— START MATERIAL PROVIDED —

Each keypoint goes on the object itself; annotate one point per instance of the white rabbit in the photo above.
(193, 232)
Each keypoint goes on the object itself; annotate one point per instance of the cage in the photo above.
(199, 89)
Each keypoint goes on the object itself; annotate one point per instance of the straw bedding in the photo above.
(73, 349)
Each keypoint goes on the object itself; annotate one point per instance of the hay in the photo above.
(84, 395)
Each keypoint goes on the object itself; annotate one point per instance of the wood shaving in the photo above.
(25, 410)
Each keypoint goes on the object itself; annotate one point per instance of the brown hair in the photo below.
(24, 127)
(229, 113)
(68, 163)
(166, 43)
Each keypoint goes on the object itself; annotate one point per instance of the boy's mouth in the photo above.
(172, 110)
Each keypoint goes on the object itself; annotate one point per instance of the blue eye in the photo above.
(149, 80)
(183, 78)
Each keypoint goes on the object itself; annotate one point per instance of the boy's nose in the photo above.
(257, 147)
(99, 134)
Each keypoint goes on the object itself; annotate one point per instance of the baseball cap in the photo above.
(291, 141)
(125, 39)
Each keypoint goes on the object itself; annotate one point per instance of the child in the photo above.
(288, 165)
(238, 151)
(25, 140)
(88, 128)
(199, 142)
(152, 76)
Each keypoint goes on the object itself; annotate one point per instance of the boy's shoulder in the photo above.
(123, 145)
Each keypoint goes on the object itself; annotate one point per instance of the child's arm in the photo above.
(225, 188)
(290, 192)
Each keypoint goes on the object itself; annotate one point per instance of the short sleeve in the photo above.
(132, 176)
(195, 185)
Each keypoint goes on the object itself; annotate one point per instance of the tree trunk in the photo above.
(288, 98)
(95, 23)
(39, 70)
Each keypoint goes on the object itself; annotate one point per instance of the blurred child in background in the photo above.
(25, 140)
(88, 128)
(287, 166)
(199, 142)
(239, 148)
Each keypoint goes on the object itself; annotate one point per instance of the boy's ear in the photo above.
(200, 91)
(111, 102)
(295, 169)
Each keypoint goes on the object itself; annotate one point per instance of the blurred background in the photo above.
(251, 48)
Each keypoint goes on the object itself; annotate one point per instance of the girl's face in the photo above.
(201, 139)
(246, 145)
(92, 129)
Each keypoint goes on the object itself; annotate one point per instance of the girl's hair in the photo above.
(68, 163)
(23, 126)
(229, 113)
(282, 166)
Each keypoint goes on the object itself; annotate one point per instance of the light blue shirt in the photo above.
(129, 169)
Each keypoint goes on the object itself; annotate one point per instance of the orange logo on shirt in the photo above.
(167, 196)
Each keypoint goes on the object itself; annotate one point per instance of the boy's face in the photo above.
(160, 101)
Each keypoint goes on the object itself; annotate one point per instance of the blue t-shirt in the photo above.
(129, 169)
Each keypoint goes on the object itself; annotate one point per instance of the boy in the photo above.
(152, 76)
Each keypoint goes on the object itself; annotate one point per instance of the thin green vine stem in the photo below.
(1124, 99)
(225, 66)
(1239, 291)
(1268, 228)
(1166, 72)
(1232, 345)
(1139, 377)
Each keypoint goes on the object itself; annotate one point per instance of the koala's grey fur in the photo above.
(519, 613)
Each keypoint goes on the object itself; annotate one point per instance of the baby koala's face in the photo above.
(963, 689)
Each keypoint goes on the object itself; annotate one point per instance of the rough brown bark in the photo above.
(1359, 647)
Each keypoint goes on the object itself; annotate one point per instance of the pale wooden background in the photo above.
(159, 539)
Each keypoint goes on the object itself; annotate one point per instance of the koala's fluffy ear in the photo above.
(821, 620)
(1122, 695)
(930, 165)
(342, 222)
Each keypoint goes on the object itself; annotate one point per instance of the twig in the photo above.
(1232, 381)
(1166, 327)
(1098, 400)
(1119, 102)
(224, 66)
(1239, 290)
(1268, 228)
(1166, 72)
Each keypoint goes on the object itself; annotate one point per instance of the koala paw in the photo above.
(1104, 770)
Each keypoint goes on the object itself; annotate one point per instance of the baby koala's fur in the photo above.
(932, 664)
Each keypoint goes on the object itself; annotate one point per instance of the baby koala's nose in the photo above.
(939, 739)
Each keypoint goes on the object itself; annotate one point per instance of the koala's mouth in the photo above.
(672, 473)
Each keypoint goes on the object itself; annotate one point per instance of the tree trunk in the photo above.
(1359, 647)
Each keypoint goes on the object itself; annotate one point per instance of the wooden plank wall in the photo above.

— END MATERIAL PROVIDED —

(GIVEN PROBLEM): Could you quote the material above in full, exactly as it stands?

(ANSWER):
Each keypoint goes on the object itself; annotate one point per instance of the white rabbit in the photo above.
(193, 232)
Each keypoint goes on the object itself; annotate one point per instance of the cage in the photo above.
(199, 89)
Each keypoint goes on the object itself; annotate one point per instance of the straw bedding in the photo above.
(73, 349)
Each keypoint goes on the object itself; annotate one point per instance of the hay in the photo above.
(84, 395)
Each keypoint goes on the object itself; annotate one point per instance of the wood shaving in the photo above.
(25, 410)
Each keypoint goes on the object itself; annotate one point per instance of the brown hair in the photo below.
(24, 127)
(229, 113)
(68, 163)
(166, 43)
Each keypoint goes on the object itself; annotate one point per instance of the boy's mouth in the photo above.
(172, 110)
Each keypoint goes on the object itself; annotate one point per instance of the blue eye in the photo above.
(149, 80)
(183, 78)
Each keypoint goes on the object itself; annotate one point per instance of the boy's nose in the photo above.
(257, 147)
(99, 134)
Each keypoint goes on the object itself; annotate one point per instance of the baseball cap in the photo above.
(291, 141)
(125, 39)
Each keypoint goes on the object itself; annotate one point per instance of the child in the photo above.
(288, 165)
(238, 151)
(25, 140)
(88, 128)
(199, 142)
(152, 76)
Each keypoint goes on the object itself; annotate one point per instance of the boy's shoulder in the photo above.
(123, 145)
Each keypoint goes on the object itself; annotate one point per instance of the child's arm in the photo above.
(225, 188)
(290, 192)
Each keypoint goes on the object itself; annotate one point per instance of the short sleeve in the photo above.
(132, 176)
(195, 185)
Each keypoint goes on the object itself; annotate one point per instance of the tree trunk in the photo above.
(288, 98)
(95, 23)
(39, 70)
Each keypoint goes on the object itself; annotate one point per instance of the blurred child in background in the photo above.
(25, 140)
(88, 128)
(287, 166)
(199, 142)
(239, 148)
Each keypoint goes on the object itself; annotate one point per instance of the boy's ear in the photo above.
(200, 91)
(111, 102)
(295, 169)
Each keypoint goes on the object itself; annotate one point per instance of the blurred background in the photo above.
(251, 48)
Each keypoint goes on the object itself; annotate one point per instance of the girl's face in the photo above.
(201, 139)
(246, 145)
(92, 129)
Each keypoint goes on the object itself; annotate one point per instance of the girl's hair in the photo above.
(68, 163)
(23, 126)
(229, 113)
(282, 166)
Each keypoint goes on the object itself; annotate one point per instance of the light blue shirt in the photo above.
(129, 169)
Each keypoint goes on the object itself; annotate one point per instance of the orange logo on shirt in the photo above.
(167, 196)
Each keypoint goes on the object itself; annotate one point per instance of the boy's face in the photo above.
(160, 101)
Each keypoint goes on the object itself; annotate one point per instance of the blue t-shirt in the photo above.
(129, 169)
Each keypoint goes on the object itself; annotate one point per instance of the boy in the photo above.
(152, 76)
Each keypoint goes on the object itself; annotate one point per instance of the thin green vine stem in the photo below.
(1124, 99)
(225, 66)
(1239, 291)
(1268, 228)
(1166, 72)
(1232, 345)
(1139, 377)
Each keypoint goes on the object itself; annotate one point per instance of the koala's grey fur in the photo above.
(519, 613)
Each keypoint goes on the object itself; annotate one point per instance of the baby koala's face in the photo above.
(963, 689)
Each keypoint goes on the object itself; annotate one point per instance of the rough brown bark in the photo above.
(1359, 647)
Each keypoint goes on the object itself; annotate one point per instance of the pale wooden background in the photo above.
(159, 539)
Each keypoint goes on the object itself; annotate one point per instance of the koala's fluffy ear in the photo above.
(821, 620)
(1122, 695)
(930, 165)
(342, 222)
Each keypoint goes on the object itself; annotate one point per instance of the twig in the photo above.
(1232, 381)
(1166, 327)
(1098, 400)
(1119, 102)
(224, 66)
(1239, 290)
(1268, 228)
(1166, 72)
Each keypoint goes on the object itself; annotate one point per instance of the koala paw in the photo above.
(1104, 770)
Each keypoint goes on the object itself; annotate one point per instance of the baby koala's fur in the photo above.
(932, 664)
Each keypoint goes on the object itself; annotate one point per instance of the baby koala's nose in the photo above.
(939, 739)
Each keypoint goes on the object itself; annotate one point per instance of the koala's mouth in the photo above.
(672, 473)
Each keypoint goes on the object itself; annotate one point per instance of the tree trunk in the photo above.
(1359, 647)
Each keypoint goes on the object itself; annotate one point per instance of the wooden plank wall in the photo above.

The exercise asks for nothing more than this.